| Exercise aim |
Please give back, word for word, only the lines starting at the one containing "Exercise. Pick out the wood grain" and ending at the one containing "Exercise. Pick out the teal" within the material below.

| Dataset extract |
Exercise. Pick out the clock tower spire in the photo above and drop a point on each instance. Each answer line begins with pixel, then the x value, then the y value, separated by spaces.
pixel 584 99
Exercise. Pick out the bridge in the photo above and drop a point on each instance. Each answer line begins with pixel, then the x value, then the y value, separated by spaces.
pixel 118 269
...
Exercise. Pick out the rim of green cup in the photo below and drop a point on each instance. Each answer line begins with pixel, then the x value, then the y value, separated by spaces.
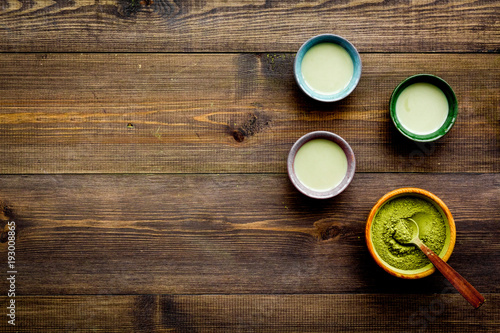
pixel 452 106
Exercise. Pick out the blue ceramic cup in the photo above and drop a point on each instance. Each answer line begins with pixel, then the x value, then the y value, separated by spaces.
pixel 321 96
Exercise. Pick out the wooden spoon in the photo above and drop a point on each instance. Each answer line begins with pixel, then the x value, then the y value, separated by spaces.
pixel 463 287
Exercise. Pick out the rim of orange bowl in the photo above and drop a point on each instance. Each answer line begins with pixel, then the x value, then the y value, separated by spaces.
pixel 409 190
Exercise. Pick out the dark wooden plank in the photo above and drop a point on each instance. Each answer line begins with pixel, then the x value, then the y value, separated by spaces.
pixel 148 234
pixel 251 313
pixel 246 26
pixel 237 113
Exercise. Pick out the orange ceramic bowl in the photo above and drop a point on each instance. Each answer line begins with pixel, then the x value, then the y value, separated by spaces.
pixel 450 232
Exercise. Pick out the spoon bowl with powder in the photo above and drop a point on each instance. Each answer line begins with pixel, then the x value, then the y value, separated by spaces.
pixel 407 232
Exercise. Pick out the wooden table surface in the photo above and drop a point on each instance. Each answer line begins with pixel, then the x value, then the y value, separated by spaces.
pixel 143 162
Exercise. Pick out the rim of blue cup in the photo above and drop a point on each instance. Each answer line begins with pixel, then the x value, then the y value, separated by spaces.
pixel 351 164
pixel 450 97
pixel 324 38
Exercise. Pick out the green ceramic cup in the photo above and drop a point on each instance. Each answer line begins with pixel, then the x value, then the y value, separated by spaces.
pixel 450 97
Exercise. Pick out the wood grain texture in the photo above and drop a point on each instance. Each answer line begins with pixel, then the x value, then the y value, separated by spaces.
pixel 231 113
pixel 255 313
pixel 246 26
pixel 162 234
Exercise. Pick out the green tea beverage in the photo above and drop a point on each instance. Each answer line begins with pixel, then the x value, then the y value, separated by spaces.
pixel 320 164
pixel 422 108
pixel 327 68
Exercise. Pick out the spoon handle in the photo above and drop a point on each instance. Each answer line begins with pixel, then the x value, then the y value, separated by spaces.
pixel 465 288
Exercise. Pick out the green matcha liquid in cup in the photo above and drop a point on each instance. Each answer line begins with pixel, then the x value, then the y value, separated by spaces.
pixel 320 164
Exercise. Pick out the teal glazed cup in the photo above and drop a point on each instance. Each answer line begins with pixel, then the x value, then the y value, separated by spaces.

| Reply to the task |
Exercise. Pick out the wood grain texture in the photo above and drop a point on each instance. Each answer line begins with pixel, then the x value, then the y value, separated by spaces.
pixel 231 113
pixel 255 313
pixel 246 26
pixel 162 234
Exercise. Pick out the green tea beverage in the photo above and drop a point on each instance. Each answer line begins with pixel, then the x value, then the y value, separated by spaces.
pixel 320 164
pixel 422 108
pixel 327 68
Exercise. Pick out the spoon handle in the photo above and drop a point on each instance. Each answer line begins with pixel, then the x value, then the y value, separated by spaces.
pixel 465 288
Exercise. Pick out the green matcha liquid in cup in the photo above and drop a point on each instance. Each answer line begins with pixel, then the x value, then the y value, separated by spaces.
pixel 320 164
Exercise. Pick out the teal glazed cup in the photo above and drop a point on each instance. Each answer line begins with pixel, then the x value, then the y value, separated by spaces.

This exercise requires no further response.